Seite:
========================================================================
Das mehrfach verschobene Kraftwerk-Konzert in Bonn schaffte es in meinem letzten Jahresrückblick auf den ersten Platz der Konzerterlebnisse 2022. Danach kann es ja nur bergab gehen, dachte ich, als Kraftwerk ein einziges Konzert in Deutschland 2023 in Karlsruhe ankündigten. Die Entfernung passte mir auch nicht, der Rest des SRT-Teams war auch abgeneigt, also verzichtete ich erstmal auf den Kauf von Tickets, die dann auch schnell ausverkauft waren.

Bei genauerer Betrachtung einige Zeit später schien das Konzert doch wieder interessant zu werden. Langsam sickerten Details durch: Die Band soll auf dem Balkon des Schlosses spielen und die rund 170 Meter breite Schlossfassade sollte als gigantische Leinwand dienen. Kraftwerk spielten zum Auftakt der Schlosslichtspiele. Als dann auch noch der SRT-Nachwuchs Interesse an einem Kraftwerk-Konzert bekundete, wurden doch noch Karten organisiert. Es sollte sich lohnen.

Das Konzert von Nick Mason’s Saucerful of Secrets auf der Loreley erlebte ich noch bei bestem Wetter. Danach war Dauerregen im deutschen Sommer angesagt. Für den Konzerttermin sollten in Karlsruhe laut Vorhersage hochsommerliche Temperaturen herrschen. Stattdessen empfing uns strömender Regen bei unserer Ankunft am frühen Nachmittag. Zum Glück verzog sich dieser schnell und der Abend sollte dann auch – abgesehen von einem leichten, fünfminütigen Landregen während der Mensch Maschine –  trocken bleiben bei angenehmen Temperaturen.

Im Scheinwerferlicht ihr junges Lächeln strahlt

Am Einlass wurden wir von einem großen Polizeiaufgebot begrüßt. Die Einlassschlange verlief direkt neben dem Bundesverfassungsgericht. Wir ergatterten einen guten Platz, direkt vor Ralf in der dritten Reihe auf dem Vorplatz des Schlosses mit perfekter Sicht auf die vier Bedienpulte samt Bediener.

Irgendwie ergab sich eine Zwei-Klassen-Gesellschaft. Wer im Vorhof des Schlosses stand, hatte gute Sicht auf die Band und das mittlere Drittel der gigantischen Schlossleinwand. Wer weiter hinten im Schlosspark stand dürfte einen großartigen Blick auf die gesamte Schlossfassade gehabt, von der Band aber nur Ansätze gesehen haben.
========================================================================
Bitte Folgendes bearbeiten:
• a. Wie breit ist laut der Seite die Schlossfassade, die als Leinwand dienen sollte?
• b. Geben Sie aus den Einträgen die Zeilen von der Zeile mit „Find the distant“ bis zur Zeile mit „M 33 106 L 40“ einschließlich unverändert aus.

[Einträge zu beschrifteten Bereichen]
========================================================================
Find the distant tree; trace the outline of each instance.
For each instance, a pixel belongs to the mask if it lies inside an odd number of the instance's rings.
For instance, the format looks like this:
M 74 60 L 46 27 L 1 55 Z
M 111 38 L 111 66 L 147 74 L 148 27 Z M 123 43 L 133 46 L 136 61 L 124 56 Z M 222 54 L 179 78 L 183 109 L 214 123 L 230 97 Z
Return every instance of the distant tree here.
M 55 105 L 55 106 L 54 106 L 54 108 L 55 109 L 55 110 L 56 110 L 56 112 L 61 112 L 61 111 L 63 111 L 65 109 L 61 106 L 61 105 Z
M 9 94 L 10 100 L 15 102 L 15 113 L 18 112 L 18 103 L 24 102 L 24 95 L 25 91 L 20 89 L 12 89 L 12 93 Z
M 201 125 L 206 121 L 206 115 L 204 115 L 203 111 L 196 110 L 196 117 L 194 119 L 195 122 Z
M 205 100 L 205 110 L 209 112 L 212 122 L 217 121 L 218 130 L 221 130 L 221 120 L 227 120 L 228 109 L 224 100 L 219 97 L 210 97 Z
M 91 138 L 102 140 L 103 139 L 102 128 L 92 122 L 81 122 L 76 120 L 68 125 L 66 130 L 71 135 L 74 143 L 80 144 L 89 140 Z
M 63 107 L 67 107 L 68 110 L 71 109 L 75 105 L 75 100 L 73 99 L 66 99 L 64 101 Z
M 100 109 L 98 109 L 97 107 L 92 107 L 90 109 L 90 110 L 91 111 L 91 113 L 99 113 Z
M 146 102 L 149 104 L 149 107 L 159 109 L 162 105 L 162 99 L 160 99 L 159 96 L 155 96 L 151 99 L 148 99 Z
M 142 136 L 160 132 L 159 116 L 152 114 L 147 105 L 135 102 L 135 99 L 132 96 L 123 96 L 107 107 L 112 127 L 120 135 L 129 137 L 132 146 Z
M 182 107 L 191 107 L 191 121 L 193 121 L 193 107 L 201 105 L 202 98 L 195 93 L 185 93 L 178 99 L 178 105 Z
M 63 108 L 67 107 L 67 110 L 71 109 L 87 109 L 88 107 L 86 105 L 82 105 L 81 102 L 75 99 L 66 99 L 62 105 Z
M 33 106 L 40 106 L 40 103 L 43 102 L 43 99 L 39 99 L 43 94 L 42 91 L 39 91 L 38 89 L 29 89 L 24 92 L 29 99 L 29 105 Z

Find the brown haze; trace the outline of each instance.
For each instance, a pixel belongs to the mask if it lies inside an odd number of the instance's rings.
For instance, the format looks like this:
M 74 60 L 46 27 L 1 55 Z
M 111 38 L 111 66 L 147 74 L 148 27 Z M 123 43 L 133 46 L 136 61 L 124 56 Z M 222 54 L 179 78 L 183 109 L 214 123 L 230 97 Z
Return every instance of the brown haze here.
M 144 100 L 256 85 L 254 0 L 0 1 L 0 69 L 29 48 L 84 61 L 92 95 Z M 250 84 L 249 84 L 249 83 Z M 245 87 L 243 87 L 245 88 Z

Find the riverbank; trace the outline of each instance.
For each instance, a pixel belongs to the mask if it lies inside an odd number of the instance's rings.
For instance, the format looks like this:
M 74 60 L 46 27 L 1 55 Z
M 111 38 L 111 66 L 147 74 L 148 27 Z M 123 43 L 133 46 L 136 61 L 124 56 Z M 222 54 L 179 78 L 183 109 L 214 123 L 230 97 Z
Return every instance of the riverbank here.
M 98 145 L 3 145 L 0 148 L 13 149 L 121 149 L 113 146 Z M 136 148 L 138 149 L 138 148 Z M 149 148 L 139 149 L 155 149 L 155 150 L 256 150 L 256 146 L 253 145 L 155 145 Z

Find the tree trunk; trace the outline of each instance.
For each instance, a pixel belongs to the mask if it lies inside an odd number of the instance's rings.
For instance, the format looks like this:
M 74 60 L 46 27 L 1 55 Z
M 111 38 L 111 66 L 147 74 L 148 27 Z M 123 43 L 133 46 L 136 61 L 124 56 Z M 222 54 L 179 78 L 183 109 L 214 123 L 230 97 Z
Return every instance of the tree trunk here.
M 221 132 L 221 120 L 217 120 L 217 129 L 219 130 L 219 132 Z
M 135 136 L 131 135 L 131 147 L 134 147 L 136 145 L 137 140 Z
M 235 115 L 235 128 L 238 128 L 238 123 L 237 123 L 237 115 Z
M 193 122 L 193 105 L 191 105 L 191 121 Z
========================================================================
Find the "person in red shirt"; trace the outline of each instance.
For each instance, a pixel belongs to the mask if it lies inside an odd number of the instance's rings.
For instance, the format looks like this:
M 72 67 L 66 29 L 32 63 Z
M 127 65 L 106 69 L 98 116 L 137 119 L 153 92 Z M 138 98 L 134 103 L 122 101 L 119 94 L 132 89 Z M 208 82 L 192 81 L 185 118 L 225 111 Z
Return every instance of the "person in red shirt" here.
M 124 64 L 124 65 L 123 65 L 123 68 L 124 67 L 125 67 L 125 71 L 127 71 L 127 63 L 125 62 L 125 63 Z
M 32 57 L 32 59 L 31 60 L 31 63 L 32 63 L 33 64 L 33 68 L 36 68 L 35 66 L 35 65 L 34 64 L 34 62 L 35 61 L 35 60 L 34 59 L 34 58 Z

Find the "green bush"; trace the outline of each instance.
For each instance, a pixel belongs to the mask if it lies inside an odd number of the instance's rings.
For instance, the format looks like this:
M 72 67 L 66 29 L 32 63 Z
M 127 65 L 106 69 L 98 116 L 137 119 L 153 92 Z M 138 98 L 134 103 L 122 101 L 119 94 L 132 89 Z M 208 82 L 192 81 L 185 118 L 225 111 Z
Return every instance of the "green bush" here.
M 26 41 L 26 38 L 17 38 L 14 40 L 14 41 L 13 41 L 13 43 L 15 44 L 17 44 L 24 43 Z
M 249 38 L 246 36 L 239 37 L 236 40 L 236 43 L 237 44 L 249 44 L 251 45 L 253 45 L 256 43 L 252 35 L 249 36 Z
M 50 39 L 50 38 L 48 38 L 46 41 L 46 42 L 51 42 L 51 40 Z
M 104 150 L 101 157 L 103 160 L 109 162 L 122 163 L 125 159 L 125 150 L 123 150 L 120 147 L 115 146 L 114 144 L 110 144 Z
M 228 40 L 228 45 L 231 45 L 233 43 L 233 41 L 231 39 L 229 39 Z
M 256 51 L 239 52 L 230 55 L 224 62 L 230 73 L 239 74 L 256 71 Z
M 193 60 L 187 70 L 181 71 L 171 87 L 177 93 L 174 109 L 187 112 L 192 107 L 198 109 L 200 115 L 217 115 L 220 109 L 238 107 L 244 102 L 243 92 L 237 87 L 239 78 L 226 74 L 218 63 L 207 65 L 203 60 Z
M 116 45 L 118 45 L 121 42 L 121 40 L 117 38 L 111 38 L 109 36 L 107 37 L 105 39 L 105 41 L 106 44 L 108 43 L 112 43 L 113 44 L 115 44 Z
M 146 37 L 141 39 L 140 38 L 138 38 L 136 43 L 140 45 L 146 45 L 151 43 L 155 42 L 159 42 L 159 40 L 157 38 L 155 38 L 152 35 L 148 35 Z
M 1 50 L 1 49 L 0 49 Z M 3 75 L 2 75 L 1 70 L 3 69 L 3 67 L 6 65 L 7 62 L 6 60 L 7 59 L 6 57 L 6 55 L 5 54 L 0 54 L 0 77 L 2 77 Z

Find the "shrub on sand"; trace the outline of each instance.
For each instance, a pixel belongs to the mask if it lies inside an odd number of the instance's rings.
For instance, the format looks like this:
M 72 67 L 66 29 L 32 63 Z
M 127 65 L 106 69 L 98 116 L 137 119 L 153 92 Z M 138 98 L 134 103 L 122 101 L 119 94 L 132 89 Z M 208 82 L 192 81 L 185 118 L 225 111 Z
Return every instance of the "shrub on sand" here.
========================================================================
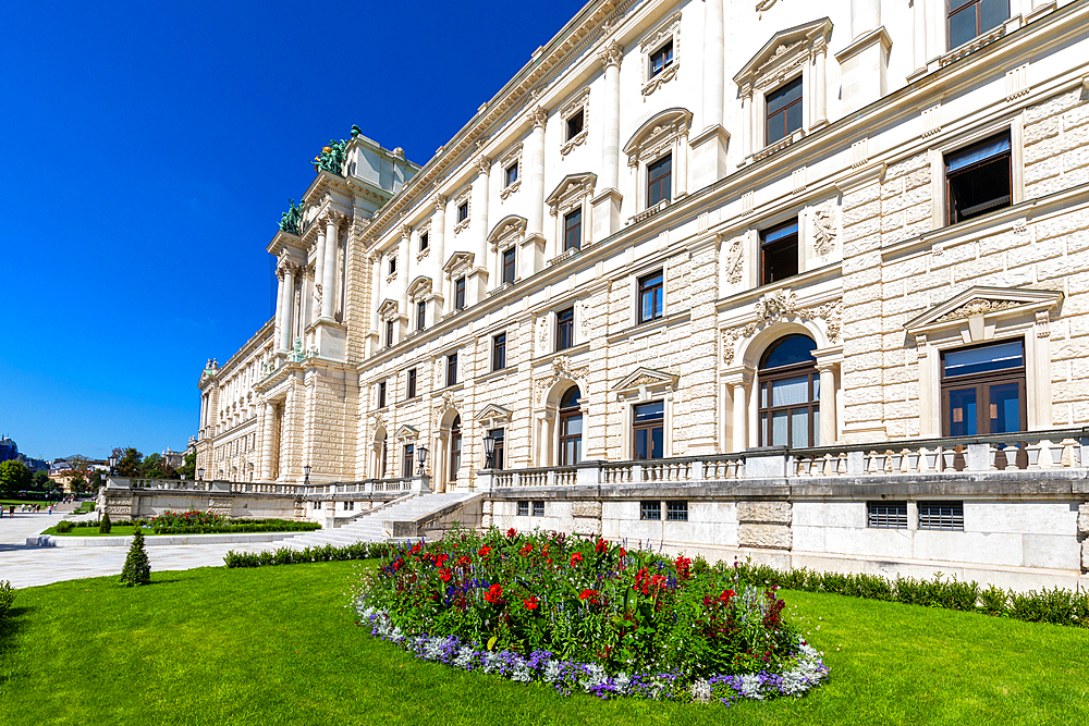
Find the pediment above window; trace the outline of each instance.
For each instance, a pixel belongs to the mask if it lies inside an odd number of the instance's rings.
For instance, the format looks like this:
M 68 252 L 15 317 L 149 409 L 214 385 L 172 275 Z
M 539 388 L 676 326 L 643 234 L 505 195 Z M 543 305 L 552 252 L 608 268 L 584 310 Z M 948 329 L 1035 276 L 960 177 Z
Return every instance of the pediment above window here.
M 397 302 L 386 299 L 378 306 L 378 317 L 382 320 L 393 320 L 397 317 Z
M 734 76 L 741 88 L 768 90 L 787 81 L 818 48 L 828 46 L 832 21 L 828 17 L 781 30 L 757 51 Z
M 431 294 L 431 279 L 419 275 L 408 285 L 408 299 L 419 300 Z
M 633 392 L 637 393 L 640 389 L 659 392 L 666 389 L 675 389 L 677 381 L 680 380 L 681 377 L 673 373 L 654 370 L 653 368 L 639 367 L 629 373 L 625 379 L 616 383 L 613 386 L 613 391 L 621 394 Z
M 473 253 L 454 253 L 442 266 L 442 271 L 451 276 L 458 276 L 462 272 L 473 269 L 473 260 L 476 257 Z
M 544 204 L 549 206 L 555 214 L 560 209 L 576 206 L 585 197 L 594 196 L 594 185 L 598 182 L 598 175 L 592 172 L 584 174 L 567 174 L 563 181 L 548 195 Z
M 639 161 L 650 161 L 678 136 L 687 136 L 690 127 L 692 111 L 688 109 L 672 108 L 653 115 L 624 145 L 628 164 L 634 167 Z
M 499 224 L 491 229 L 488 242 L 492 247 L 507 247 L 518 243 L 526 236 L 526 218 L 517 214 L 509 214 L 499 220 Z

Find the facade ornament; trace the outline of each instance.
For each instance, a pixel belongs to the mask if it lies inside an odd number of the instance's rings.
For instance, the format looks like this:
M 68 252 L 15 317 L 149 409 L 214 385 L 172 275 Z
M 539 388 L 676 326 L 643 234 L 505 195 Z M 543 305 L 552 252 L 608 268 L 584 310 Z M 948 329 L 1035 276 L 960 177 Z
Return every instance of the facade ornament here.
========================================================================
Antworten je Aufgabe:
• a. Rund 170 Meter.

• b.
Find the distant tree; trace the outline of each instance.
For each instance, a pixel belongs to the mask if it lies inside an odd number of the instance's rings.
For instance, the format looks like this:
M 74 60 L 46 27 L 1 55 Z
M 111 38 L 111 66 L 147 74 L 148 27 Z M 123 43 L 133 46 L 136 61 L 124 56 Z M 222 54 L 179 78 L 183 109 L 214 123 L 230 97 Z
Return every instance of the distant tree here.
M 55 105 L 55 106 L 54 106 L 54 108 L 55 109 L 55 110 L 56 110 L 56 112 L 61 112 L 61 111 L 63 111 L 65 109 L 61 106 L 61 105 Z
M 9 94 L 10 100 L 15 102 L 15 113 L 18 112 L 18 103 L 24 102 L 24 95 L 25 91 L 20 89 L 12 89 L 12 93 Z
M 201 125 L 206 121 L 206 115 L 204 115 L 203 111 L 196 110 L 196 117 L 194 119 L 195 122 Z
M 205 100 L 205 110 L 209 112 L 212 122 L 217 121 L 218 130 L 221 130 L 221 120 L 227 120 L 228 109 L 224 100 L 219 97 L 210 97 Z
M 91 138 L 102 140 L 103 139 L 102 128 L 92 122 L 81 122 L 76 120 L 68 125 L 66 130 L 71 135 L 74 143 L 80 144 L 89 140 Z
M 63 107 L 67 107 L 68 110 L 71 109 L 75 105 L 75 100 L 73 99 L 66 99 L 64 101 Z
M 100 109 L 98 109 L 97 107 L 92 107 L 90 109 L 90 110 L 91 111 L 91 113 L 99 113 Z
M 146 102 L 149 104 L 149 107 L 159 109 L 162 105 L 162 99 L 160 99 L 159 96 L 155 96 L 151 99 L 148 99 Z
M 142 136 L 160 132 L 159 116 L 152 114 L 147 105 L 135 102 L 135 99 L 132 96 L 123 96 L 107 107 L 112 127 L 120 135 L 129 137 L 132 146 Z
M 182 107 L 191 107 L 191 121 L 193 121 L 193 107 L 201 105 L 202 98 L 195 93 L 185 93 L 178 99 L 178 105 Z
M 63 108 L 67 107 L 67 110 L 71 109 L 87 109 L 88 107 L 86 105 L 82 105 L 81 102 L 75 99 L 66 99 L 62 105 Z
M 33 106 L 40 106 L 40 103 L 43 102 L 43 99 L 39 99 L 43 94 L 42 91 L 39 91 L 38 89 L 29 89 L 24 92 L 29 99 L 29 105 Z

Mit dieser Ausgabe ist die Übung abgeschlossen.